Description of the task :: Reproduce every line of the material below word for word, changing nothing.

Available data ::
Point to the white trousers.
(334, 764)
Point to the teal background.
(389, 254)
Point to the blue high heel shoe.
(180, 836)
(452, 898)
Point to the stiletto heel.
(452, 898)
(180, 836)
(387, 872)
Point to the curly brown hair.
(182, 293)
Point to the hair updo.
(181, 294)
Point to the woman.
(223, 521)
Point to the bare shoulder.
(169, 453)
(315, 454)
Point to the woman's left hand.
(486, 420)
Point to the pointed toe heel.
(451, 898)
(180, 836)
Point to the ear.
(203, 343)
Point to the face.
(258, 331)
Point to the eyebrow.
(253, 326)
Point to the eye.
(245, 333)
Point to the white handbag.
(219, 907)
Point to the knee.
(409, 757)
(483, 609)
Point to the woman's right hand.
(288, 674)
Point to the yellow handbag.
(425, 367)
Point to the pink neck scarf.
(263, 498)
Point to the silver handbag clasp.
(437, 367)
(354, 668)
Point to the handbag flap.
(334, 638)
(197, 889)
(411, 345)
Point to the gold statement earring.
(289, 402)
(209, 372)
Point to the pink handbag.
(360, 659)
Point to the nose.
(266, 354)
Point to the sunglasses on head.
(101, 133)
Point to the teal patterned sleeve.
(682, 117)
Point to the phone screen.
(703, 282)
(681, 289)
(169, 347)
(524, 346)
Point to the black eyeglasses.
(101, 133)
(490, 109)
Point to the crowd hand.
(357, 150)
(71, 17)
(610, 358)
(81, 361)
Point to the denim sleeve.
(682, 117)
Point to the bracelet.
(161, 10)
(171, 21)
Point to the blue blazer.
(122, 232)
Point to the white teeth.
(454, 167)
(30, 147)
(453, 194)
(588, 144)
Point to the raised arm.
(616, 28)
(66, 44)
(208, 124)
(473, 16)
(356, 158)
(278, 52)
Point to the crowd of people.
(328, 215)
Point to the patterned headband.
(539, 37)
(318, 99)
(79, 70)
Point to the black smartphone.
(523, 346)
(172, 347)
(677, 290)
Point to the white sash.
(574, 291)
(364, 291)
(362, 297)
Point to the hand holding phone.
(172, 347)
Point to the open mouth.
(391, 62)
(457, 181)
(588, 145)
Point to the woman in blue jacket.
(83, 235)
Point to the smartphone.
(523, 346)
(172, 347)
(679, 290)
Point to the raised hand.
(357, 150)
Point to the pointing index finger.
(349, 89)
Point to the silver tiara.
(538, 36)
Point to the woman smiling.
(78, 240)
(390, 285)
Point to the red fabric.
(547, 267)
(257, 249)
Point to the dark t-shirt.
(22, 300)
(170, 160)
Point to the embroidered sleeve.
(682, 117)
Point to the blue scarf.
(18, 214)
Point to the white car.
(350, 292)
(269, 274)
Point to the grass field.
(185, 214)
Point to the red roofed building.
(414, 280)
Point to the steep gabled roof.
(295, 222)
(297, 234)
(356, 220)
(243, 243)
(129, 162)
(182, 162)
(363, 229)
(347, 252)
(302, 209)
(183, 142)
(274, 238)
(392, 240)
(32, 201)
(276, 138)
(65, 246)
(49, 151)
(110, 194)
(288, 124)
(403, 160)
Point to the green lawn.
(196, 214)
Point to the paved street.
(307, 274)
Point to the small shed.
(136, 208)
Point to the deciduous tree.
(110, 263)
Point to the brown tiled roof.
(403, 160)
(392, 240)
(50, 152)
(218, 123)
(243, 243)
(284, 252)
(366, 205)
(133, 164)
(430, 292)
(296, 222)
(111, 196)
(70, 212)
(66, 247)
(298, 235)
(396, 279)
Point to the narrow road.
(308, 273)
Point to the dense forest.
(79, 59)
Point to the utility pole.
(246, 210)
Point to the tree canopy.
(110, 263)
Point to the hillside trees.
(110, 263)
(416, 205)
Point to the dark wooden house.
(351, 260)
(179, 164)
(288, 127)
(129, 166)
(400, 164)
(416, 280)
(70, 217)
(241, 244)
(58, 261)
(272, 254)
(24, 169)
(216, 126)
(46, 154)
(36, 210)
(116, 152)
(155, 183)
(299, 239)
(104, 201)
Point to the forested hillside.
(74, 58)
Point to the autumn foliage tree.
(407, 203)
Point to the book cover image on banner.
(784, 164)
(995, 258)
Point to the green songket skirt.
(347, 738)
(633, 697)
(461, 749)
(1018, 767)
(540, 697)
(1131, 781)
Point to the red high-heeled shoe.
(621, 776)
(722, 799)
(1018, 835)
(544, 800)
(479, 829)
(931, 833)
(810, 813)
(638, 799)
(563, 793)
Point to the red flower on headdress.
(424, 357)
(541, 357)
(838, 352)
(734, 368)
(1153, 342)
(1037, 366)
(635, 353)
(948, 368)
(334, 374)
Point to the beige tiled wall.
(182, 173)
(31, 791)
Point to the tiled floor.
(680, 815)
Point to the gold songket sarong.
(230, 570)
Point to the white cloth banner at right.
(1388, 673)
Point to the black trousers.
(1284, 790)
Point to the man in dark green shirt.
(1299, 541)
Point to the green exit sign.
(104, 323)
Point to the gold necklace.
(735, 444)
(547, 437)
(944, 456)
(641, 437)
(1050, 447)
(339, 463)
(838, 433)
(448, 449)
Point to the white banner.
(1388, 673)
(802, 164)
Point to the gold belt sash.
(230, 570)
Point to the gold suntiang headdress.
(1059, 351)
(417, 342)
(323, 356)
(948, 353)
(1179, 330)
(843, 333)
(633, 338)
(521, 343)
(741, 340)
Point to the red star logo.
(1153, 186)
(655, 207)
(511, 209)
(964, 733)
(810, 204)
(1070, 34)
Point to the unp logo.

Worked solution ::
Point to the white trousers.
(334, 764)
Point to the teal background.
(389, 254)
Point to the blue high heel shoe.
(180, 836)
(452, 898)
Point to the stiletto heel.
(452, 898)
(180, 836)
(387, 872)
Point to the curly brown hair.
(182, 293)
Point to the hair updo.
(181, 294)
Point to the woman.
(223, 521)
Point to the bare shoulder.
(169, 453)
(315, 454)
Point to the woman's left hand.
(486, 420)
Point to the pointed toe heel.
(451, 898)
(180, 836)
Point to the ear.
(203, 343)
Point to the face.
(258, 331)
Point to the eyebrow.
(253, 326)
Point to the eye.
(245, 333)
Point to the white handbag.
(219, 907)
Point to the knee.
(409, 757)
(483, 609)
Point to the woman's right hand.
(288, 674)
Point to the yellow handbag.
(425, 367)
Point to the pink neck scarf.
(263, 498)
Point to the silver handbag clasp.
(437, 367)
(354, 668)
Point to the handbag flap.
(334, 638)
(197, 889)
(411, 345)
Point to the gold statement earring.
(289, 402)
(209, 372)
Point to the pink handbag.
(360, 659)
Point to the nose.
(266, 354)
Point to the sunglasses on head.
(101, 133)
Point to the teal patterned sleeve.
(682, 117)
Point to the phone screen.
(703, 282)
(681, 289)
(169, 347)
(524, 346)
Point to the black eyeglasses.
(101, 133)
(490, 109)
Point to the crowd hand.
(357, 150)
(71, 17)
(610, 358)
(81, 361)
Point to the denim sleeve.
(682, 117)
Point to the bracelet.
(161, 10)
(171, 21)
Point to the blue blazer.
(122, 232)
Point to the white teeth.
(454, 167)
(30, 147)
(453, 194)
(588, 144)
Point to the raised arm.
(616, 28)
(66, 44)
(208, 124)
(473, 16)
(356, 158)
(278, 52)
Point to the crowd of people.
(328, 215)
Point to the patterned headband.
(539, 37)
(318, 99)
(79, 70)
Point to the black smartphone.
(523, 346)
(172, 347)
(677, 290)
Point to the white sash.
(574, 291)
(364, 291)
(362, 297)
Point to the hand holding phone.
(172, 347)
Point to the open mouth.
(391, 62)
(457, 181)
(588, 145)
Point to the woman in blue jacket.
(83, 235)
Point to the smartphone.
(523, 346)
(172, 347)
(679, 290)
Point to the raised hand.
(357, 150)
Point to the pointing index finger.
(349, 89)
Point to the silver tiara.
(538, 36)
Point to the woman smiling.
(78, 240)
(390, 285)
Point to the red fabric.
(547, 267)
(257, 249)
Point to the dark t-shirt.
(22, 300)
(170, 160)
Point to the embroidered sleeve.
(682, 117)
Point to the blue scarf.
(18, 214)
Point to the white car.
(350, 292)
(269, 274)
Point to the grass field.
(185, 214)
Point to the red roofed building.
(414, 280)
Point to the steep gabled roof.
(295, 222)
(297, 234)
(356, 220)
(243, 243)
(129, 162)
(182, 162)
(363, 229)
(347, 252)
(302, 209)
(183, 142)
(274, 238)
(392, 240)
(32, 201)
(276, 138)
(65, 246)
(49, 151)
(110, 194)
(288, 124)
(403, 160)
Point to the green lawn.
(196, 214)
Point to the paved street.
(307, 274)
Point to the small shed.
(136, 208)
Point to the deciduous tree.
(110, 263)
Point to the brown tiled roof.
(403, 160)
(392, 240)
(50, 152)
(218, 123)
(243, 243)
(284, 252)
(366, 205)
(133, 164)
(430, 292)
(296, 222)
(111, 196)
(70, 212)
(66, 247)
(298, 235)
(396, 279)
Point to the narrow road.
(308, 273)
Point to the dense forest.
(79, 59)
Point to the utility pole.
(246, 210)
Point to the tree canopy.
(110, 263)
Point to the hillside trees.
(110, 263)
(416, 205)
Point to the dark wooden house.
(351, 260)
(179, 164)
(288, 127)
(129, 166)
(400, 164)
(416, 280)
(70, 217)
(241, 244)
(58, 261)
(272, 254)
(24, 169)
(216, 126)
(46, 154)
(36, 210)
(116, 152)
(155, 183)
(299, 239)
(104, 201)
Point to the forested hillside.
(74, 58)
Point to the autumn foliage tree.
(407, 203)
Point to the book cover image on banner.
(784, 164)
(995, 258)
Point to the green songket skirt.
(347, 738)
(633, 697)
(461, 749)
(1018, 767)
(540, 697)
(1131, 781)
Point to the red high-heeled shoe.
(621, 776)
(722, 799)
(1018, 835)
(544, 800)
(479, 829)
(931, 833)
(810, 813)
(638, 799)
(563, 793)
Point to the red flower on headdress.
(424, 357)
(541, 357)
(838, 352)
(734, 368)
(1153, 342)
(1037, 366)
(635, 353)
(948, 368)
(334, 374)
Point to the beige tiled wall.
(182, 173)
(31, 791)
Point to the tiled floor.
(680, 815)
Point to the gold songket sarong.
(230, 570)
Point to the white cloth banner at right.
(1388, 673)
Point to the black trousers.
(1284, 790)
Point to the man in dark green shirt.
(1299, 541)
Point to the green exit sign.
(104, 323)
Point to the gold necklace.
(735, 444)
(547, 437)
(944, 456)
(641, 437)
(1050, 447)
(339, 463)
(838, 433)
(448, 449)
Point to the white banner.
(1388, 673)
(802, 164)
Point to the gold belt sash.
(230, 570)
Point to the gold suntiang headdress.
(1059, 351)
(417, 342)
(323, 356)
(948, 353)
(1179, 330)
(843, 333)
(633, 338)
(521, 343)
(741, 340)
Point to the red star logo.
(1153, 186)
(655, 207)
(511, 209)
(964, 733)
(810, 204)
(1070, 34)
Point to the unp logo.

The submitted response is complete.